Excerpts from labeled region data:

^^^^^^^^^^^^^^^^

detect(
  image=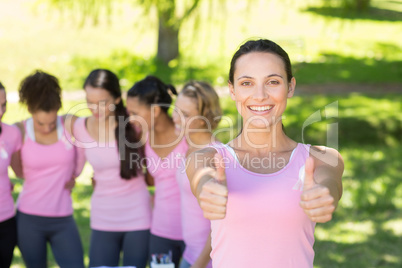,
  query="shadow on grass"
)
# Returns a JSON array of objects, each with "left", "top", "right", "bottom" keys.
[
  {"left": 303, "top": 7, "right": 402, "bottom": 22},
  {"left": 314, "top": 208, "right": 402, "bottom": 268},
  {"left": 294, "top": 52, "right": 402, "bottom": 84}
]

^^^^^^^^^^^^^^^^

Select each line of the rows above that contains the string "right". Letter case matters.

• **Answer to the problem**
# Returns a JSON array of objects, each with "left", "top", "right", "bottom" keys.
  {"left": 303, "top": 7, "right": 402, "bottom": 22},
  {"left": 314, "top": 208, "right": 402, "bottom": 268},
  {"left": 294, "top": 52, "right": 402, "bottom": 84}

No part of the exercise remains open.